(ditulis oleh: Al-Ustadz Ruwaifi’ bin Sulaimi)
Dalam sistem waris Islam, ada beberapa perkara yang sangat menentukan bagi terealisasinya proses waris-mewarisi. Ia meliputi rukun waris, syarat waris, sebab waris dan penghalang waris.
Tiga perkara pertama (rukun waris, syarat waris, dan sebab waris) keberadaannya diharuskan, sedangkan perkara keempat (penghalang waris) keberadaannya tidak diperbolehkan. Mengingat betapa pentingnya memahami rincian empat perkara tersebut, maka ikutilah penjelasan berikut ini.
Rukun Waris
Asy-Syaikh Shalih bin Fauzan Al-Fauzan berkata: “Proses waris-mewarisi mempunyai tiga rukun yang tidak akan terealisasi suatu proses waris-mewarisi kecuali dengan keberadaannya.” (At-Tahqiqat Al-Mardhiyyah Fil Mabahits Al-Faradhiyyah, hal. 28)
Tiga rukun waris tersebut adalah:
1. Muwarrits: si mayit yang meninggalkan harta waris/pemilik harta waris.
2. Warits: ahli waris/pewaris yang berhak mendapatkan harta waris.
3. Mauruts/tarikah: harta waris yang ditinggalkan oleh si mayit. (Lihat Tashilul Faraidh, hal. 18)
Kalau tidak ada muwarrits (si mayit yang meninggalkan harta waris) maka tidak akan ada harta waris, demikian pula orang yang mewarisinya. Jika tidak ada ahli waris, maka harta waris yang ditinggalkan si mayit pun tidak ada yang mewarisinya (dari ahli waris yang sesungguhnya). Demikian pula ketika tidak ada harta waris, tidaklah mungkin bisa terjadi proses waris-mewarisi. Dari sini jelaslah bahwa keberadaan tiga rukun waris tersebut mutlak ada demi terealisasinya proses waris-mewarisi.
Syarat Waris
Syarat waris merupakan salah satu penentu bagi terealisasinya proses waris-mewarisi. Karena betapapun telah terpenuhi rukun waris sementara syarat warisnya belum terpenuhi, maka proses waris-mewarisi pun tidak bisa dilakukan. Apa sajakah syarat waris itu?

(Data pelabelan garis kontur)

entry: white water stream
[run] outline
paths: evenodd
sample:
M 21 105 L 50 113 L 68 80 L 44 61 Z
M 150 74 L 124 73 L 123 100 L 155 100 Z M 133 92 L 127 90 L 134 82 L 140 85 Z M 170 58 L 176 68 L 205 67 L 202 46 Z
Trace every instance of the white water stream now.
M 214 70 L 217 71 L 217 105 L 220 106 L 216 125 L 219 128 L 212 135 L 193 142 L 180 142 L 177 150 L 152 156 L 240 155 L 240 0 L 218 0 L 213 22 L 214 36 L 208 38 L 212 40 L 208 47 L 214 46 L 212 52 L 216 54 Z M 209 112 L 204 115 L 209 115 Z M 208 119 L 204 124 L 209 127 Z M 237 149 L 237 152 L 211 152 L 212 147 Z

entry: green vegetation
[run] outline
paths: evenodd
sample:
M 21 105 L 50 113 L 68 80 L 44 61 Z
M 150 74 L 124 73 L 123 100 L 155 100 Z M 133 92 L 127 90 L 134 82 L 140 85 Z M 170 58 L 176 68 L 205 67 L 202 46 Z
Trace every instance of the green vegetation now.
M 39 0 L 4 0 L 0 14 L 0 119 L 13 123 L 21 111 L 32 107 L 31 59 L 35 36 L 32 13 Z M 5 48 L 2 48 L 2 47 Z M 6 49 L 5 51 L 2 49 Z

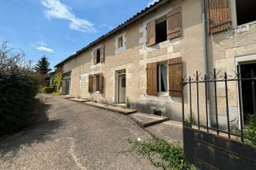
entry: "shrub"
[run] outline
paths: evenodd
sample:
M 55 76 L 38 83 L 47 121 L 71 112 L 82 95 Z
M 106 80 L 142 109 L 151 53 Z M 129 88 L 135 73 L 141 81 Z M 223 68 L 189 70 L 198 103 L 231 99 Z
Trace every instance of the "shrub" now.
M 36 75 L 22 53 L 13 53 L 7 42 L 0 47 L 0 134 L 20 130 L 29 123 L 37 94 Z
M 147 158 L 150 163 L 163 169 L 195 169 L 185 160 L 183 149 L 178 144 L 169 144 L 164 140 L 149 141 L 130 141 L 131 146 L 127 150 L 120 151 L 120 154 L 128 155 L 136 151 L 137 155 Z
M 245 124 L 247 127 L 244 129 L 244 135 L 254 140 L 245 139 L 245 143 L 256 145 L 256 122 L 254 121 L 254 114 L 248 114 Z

**TUGAS DAN LATIHAN**
a: Kutip tanpa perubahan baris-baris data, mulai dari baris pertama data sampai baris yang memuat "M 39 0 L 4 0".
b: Lanjutkan teks tentang sistem waris Islam setelah kalimat terakhirnya.
Teks dan baris data di sini tidak saling berhubungan.

**JAWABAN TIAP TUGAS**
a:
entry: white water stream
[run] outline
paths: evenodd
sample:
M 21 105 L 50 113 L 68 80 L 44 61 Z
M 150 74 L 124 73 L 123 100 L 155 100 Z M 133 92 L 127 90 L 134 82 L 140 85 Z M 170 58 L 176 68 L 205 67 L 202 46 Z
Trace every instance of the white water stream now.
M 214 70 L 217 71 L 217 105 L 220 106 L 216 125 L 219 128 L 212 135 L 193 142 L 180 142 L 177 150 L 152 156 L 240 155 L 240 0 L 218 0 L 213 22 L 214 36 L 208 38 L 212 40 L 208 47 L 214 46 L 212 52 L 216 54 Z M 209 112 L 204 115 L 209 115 Z M 208 119 L 204 124 L 209 127 Z M 237 149 L 237 152 L 211 152 L 212 147 Z

entry: green vegetation
[run] outline
paths: evenodd
sample:
M 21 105 L 50 113 L 68 80 L 44 61 Z
M 150 74 L 124 73 L 123 100 L 155 100 Z M 133 92 L 127 90 L 134 82 L 140 85 Z M 170 58 L 176 68 L 205 67 L 202 46 Z
Trace every instance of the green vegetation now.
M 39 0 L 4 0 L 0 14 L 0 119 L 13 123 L 21 111 L 32 107 L 31 59 L 35 36 L 32 13 Z M 5 48 L 2 48 L 2 47 Z M 6 49 L 5 51 L 2 49 Z

b:
Syarat waris dalam hukum waris Islam ada tiga:
1. Kejelasan tentang meninggalnya si pemilik harta waris (muwarrits), baik meninggalnya bisa dipastikan maupun sebatas didasari dugaan yang kuat (hukmi). Bisa dipastikan, maksudnya bahwa proses kematian si pemilik harta waris tersebut benar-benar bisa dipastikan, baik dengan melihatnya secara langsung, dengan kemasyhuran akan kematiannya, atau dengan persaksian dua orang lelaki yang adil (bisa dipertanggungjawabkan). Sedangkan yang dimaksud dengan didasari dugaan yang kuat adalah bahwa vonis kematian yang dijatuhkan kepada pemilik harta waris tersebut atas dasar dugaan yang kuat. Seperti seseorang yang diduga kuat telah mati, karena sejak lama menghilang dan tak didapati lagi tanda-tanda kehidupannya.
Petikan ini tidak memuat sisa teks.